TASK PROMPT: Exclude the images and transcribe the entries below precisely.

__________

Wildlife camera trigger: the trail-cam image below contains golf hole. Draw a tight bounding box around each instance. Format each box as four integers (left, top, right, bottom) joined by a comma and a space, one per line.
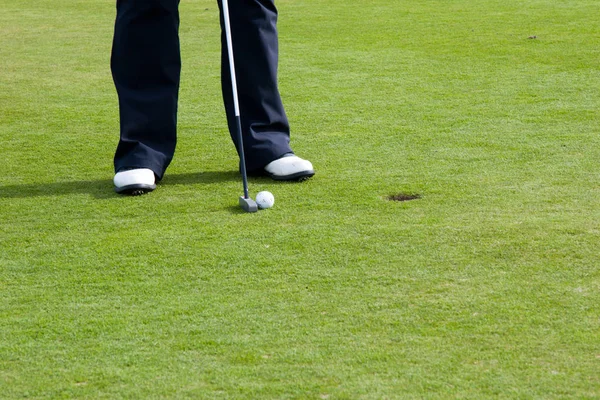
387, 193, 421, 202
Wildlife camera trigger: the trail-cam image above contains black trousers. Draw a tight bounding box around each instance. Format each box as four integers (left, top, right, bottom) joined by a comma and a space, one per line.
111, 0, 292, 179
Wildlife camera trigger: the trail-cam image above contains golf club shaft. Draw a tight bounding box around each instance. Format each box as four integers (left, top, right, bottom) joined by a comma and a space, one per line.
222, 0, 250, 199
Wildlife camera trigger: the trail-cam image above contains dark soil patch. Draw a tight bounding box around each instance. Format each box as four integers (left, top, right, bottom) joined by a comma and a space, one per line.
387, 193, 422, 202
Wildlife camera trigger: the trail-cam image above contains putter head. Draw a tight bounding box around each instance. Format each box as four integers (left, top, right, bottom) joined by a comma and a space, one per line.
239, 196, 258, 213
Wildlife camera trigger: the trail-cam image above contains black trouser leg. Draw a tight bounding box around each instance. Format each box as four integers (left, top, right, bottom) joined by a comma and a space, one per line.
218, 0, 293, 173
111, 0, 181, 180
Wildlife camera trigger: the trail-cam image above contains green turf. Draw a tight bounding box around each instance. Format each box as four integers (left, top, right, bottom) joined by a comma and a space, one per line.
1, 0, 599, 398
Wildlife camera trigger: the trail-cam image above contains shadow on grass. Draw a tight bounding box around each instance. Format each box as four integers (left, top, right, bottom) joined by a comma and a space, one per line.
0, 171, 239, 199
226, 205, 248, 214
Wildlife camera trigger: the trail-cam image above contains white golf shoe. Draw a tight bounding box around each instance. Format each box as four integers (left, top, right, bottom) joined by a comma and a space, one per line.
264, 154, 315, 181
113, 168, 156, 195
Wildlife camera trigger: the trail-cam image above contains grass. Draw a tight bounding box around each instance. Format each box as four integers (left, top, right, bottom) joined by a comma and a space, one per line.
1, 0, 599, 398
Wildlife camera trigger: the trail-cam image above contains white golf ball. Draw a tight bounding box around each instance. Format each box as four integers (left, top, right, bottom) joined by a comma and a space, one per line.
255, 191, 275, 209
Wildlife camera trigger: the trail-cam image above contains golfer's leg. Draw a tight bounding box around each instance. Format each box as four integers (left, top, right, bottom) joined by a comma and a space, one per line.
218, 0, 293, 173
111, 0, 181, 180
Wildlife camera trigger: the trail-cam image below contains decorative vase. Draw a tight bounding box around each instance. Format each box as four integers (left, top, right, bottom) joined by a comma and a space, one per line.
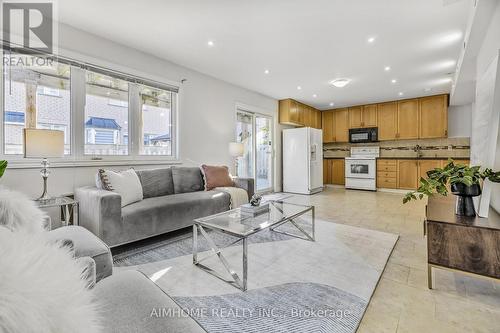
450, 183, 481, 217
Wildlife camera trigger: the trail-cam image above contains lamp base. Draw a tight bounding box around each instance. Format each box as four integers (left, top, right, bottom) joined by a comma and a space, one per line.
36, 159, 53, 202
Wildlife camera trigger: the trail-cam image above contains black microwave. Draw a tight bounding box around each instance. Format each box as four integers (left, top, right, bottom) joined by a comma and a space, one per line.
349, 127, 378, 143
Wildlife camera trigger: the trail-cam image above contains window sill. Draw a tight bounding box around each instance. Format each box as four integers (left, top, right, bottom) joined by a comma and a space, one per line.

__________

TASK RESPONSE:
Wildlife camera trigger: the trail-cam image below contains golf hole. Draw a tight bounding box around each instance. Format each box as four integers (left, top, right, bottom) joined by a comma and a space, one per line.
387, 193, 421, 202
Wildlife camera trigger: the trail-cam image above contains black trousers. Draw a tight bounding box around each instance. Format each box as four integers (left, top, right, bottom) joined by a comma and a space, one per line.
111, 0, 292, 179
Wildlife camera trigger: the trail-cam image above contains golf club shaft. Draw a tight bounding box around each instance. Format each box as four integers (left, top, right, bottom) joined by a comma and a space, one per line.
222, 0, 250, 199
Wildlife camera trigger: the trail-cam image above contains dark soil patch. Draw a tight bounding box around each instance. Format each box as four integers (left, top, right, bottom) joined by a comma and a space, one per line.
387, 193, 422, 202
Wildlife camera trigger: the trail-cam image above contains putter head. Draw a tight bounding box around each instance. Format each box as four integers (left, top, right, bottom) joined by a comma and a space, one per line.
239, 196, 258, 213
Wildlife camera trigger: the trail-cam image above contains black trouser leg. Draw a tight bounding box around each instance. Format each box as four integers (left, top, right, bottom) joined by a comma and a space, one per line.
218, 0, 293, 173
111, 0, 181, 180
Wildlife camera trigger: the trail-cam image above contains green turf. Draw a tight bounding box around each instance. Format each box as four integers (left, top, right, bottom) joined by a comma and a space, one per line.
1, 0, 599, 398
Wildlife camera trigger: the trail-cam image above contains shadow on grass. Draw a tight bounding box around each instance. Format each box as four integers (left, top, right, bottom) joined by a comma and a space, one per line.
0, 171, 239, 199
226, 205, 248, 214
Wildlife camera trigger: the trail-cam image above contains white golf shoe. Draw a tight bounding box around each instance. Format each box as four integers (left, top, right, bottom) joined by a comma and a space, one per line.
264, 154, 315, 181
113, 168, 156, 195
Wildlife camera trigger: the trail-cam image above contains grass. Draw a tight bounding box around each instance. Format each box as four integers (left, top, right, bottom) joined by a comma and a space, one per line.
1, 0, 599, 398
Wildlife camera trigger: the trail-cam image above contains white golf ball. Draw a tight bounding box around each instance. Format each box as four integers (left, top, right, bottom) joined by a comma and a space, one per line.
255, 191, 275, 209
Wildlife camera trigger: the trail-cam image above contains golfer's leg. Draw a tight bounding box around each instance. Format each box as four integers (left, top, right, bottom) joined by a comma and a space, one per line.
218, 0, 293, 173
111, 0, 181, 180
Wildlife camera trigger: the trail-cam image below contains decorative vase. Draw a tight bounding box around each instance. Format each box as four integers (left, top, right, bottom) joined by a comma and a space, one per line.
450, 183, 481, 217
Wildlife camera trigger: the trail-cam image above contains lamp base. Draw a tight bounding box around each instance. Format each box as four integers (left, top, right, bottom) joined by a comma and a space, one per line.
36, 159, 53, 202
Wildlife camera trigger: the trail-cam image above contains black microwave. Draw a tight bounding box around each instance. Format each box as four integers (left, top, right, bottom) joined by a comma and a space, one per line.
349, 127, 378, 143
Wildlife camera trigger: the trail-cam image above contains window sill. Draw a tight bounding box around each instance. Format each box as four integers (left, top, right, bottom) joined by a comma and a space, one per line.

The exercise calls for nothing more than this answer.